▶ [WHAT THE EXERCISE ASKS] Quote the items verbatim from the line containing "Target: green jacket" through the end of the items, including that line, and leave the pictures out of your answer.
--- start of MATERIAL SUPPLIED ---
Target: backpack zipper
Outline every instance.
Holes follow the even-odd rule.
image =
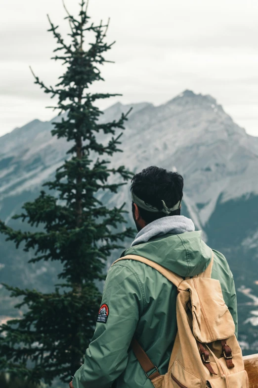
[[[184,386],[183,384],[182,384],[180,382],[180,381],[178,381],[178,380],[176,379],[176,377],[175,377],[172,373],[171,374],[171,378],[173,380],[173,381],[174,381],[176,384],[177,384],[178,387],[180,387],[180,388],[188,388],[188,387],[186,387],[186,386]]]

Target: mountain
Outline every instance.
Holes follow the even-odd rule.
[[[240,343],[245,354],[258,352],[258,138],[248,135],[213,97],[189,90],[158,107],[118,103],[101,119],[118,118],[131,106],[122,137],[124,152],[112,163],[134,172],[157,165],[182,173],[182,213],[226,257],[238,290]],[[67,157],[69,145],[50,133],[56,119],[60,117],[34,120],[0,138],[0,218],[8,225],[24,227],[11,217],[35,198]],[[130,211],[128,185],[117,195],[100,197],[110,206],[125,201]],[[129,222],[132,223],[130,216]],[[30,254],[16,250],[2,236],[0,252],[1,281],[46,291],[53,286],[58,266],[27,265]],[[14,302],[2,288],[0,297],[2,315],[13,314]]]

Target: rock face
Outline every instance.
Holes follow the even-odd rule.
[[[118,118],[130,106],[116,104],[101,119]],[[156,165],[182,173],[182,213],[227,257],[238,290],[239,339],[246,354],[258,352],[258,138],[247,134],[210,96],[186,90],[160,106],[132,106],[124,152],[112,163],[133,171]],[[34,120],[0,138],[0,218],[10,225],[24,227],[11,217],[36,196],[66,158],[69,145],[52,137],[52,121]],[[128,186],[102,200],[111,206],[126,201],[130,210]],[[52,263],[26,265],[30,254],[2,236],[0,250],[1,281],[43,290],[56,281],[59,269]],[[1,310],[11,314],[2,289],[0,296]]]

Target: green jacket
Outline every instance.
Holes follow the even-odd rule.
[[[214,251],[212,277],[219,280],[224,299],[237,331],[236,296],[233,276],[224,257]],[[212,255],[200,231],[167,234],[123,252],[138,255],[182,277],[204,271]],[[75,388],[153,388],[132,351],[135,333],[161,374],[167,372],[177,330],[176,288],[158,271],[142,263],[123,260],[107,275],[102,304],[106,322],[97,323],[84,363],[73,381]]]

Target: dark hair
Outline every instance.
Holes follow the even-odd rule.
[[[184,180],[180,174],[152,166],[135,174],[131,180],[130,189],[140,199],[161,210],[162,200],[168,208],[172,208],[182,199],[183,186]],[[133,202],[132,206],[133,214]],[[139,211],[147,223],[167,216],[162,212],[153,213],[140,207]],[[179,209],[169,215],[179,216],[180,214]]]

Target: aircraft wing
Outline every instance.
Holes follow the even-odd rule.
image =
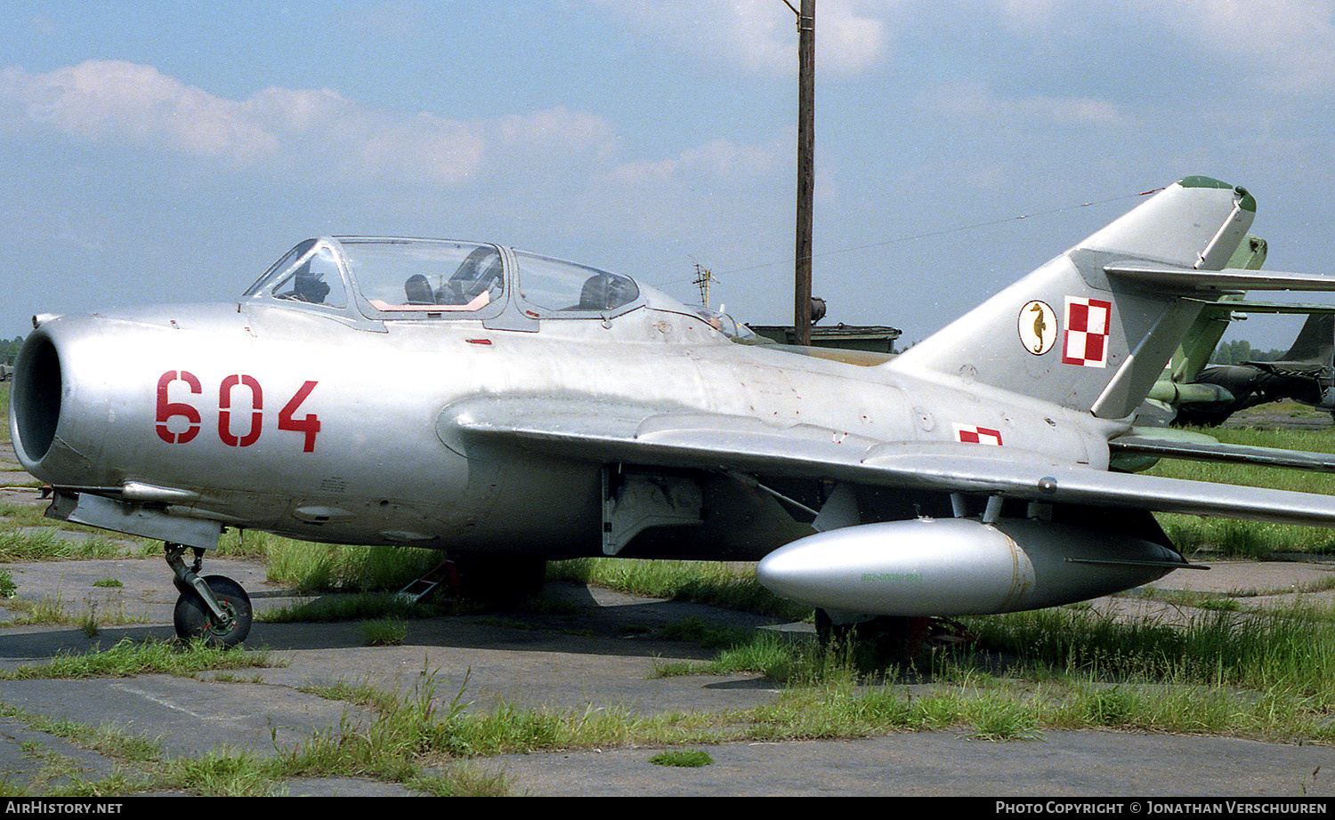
--- end of MATERIAL SUPPLIED ---
▶ [PROBLEM SOLUTION]
Target: green jacket
Outline every instance.
Holes follow the even-odd rule.
[[[214,251],[212,277],[219,280],[224,299],[237,331],[236,296],[233,276],[224,257]],[[212,255],[200,231],[167,234],[123,252],[138,255],[182,277],[204,271]],[[75,388],[153,388],[132,351],[135,333],[161,374],[167,372],[177,330],[176,288],[158,271],[142,263],[123,260],[107,275],[102,304],[106,322],[97,323],[84,363],[73,381]]]

Target: dark hair
Outline every instance.
Holes follow the even-odd rule.
[[[184,180],[180,174],[152,166],[135,174],[131,180],[130,189],[140,199],[161,210],[162,200],[168,208],[172,208],[182,199],[183,186]],[[133,202],[132,206],[133,214]],[[139,211],[147,223],[167,216],[162,212],[153,213],[140,207]],[[179,209],[169,215],[179,216],[180,214]]]

Target: aircraft wing
Outline every instance.
Holes follow the even-odd rule.
image =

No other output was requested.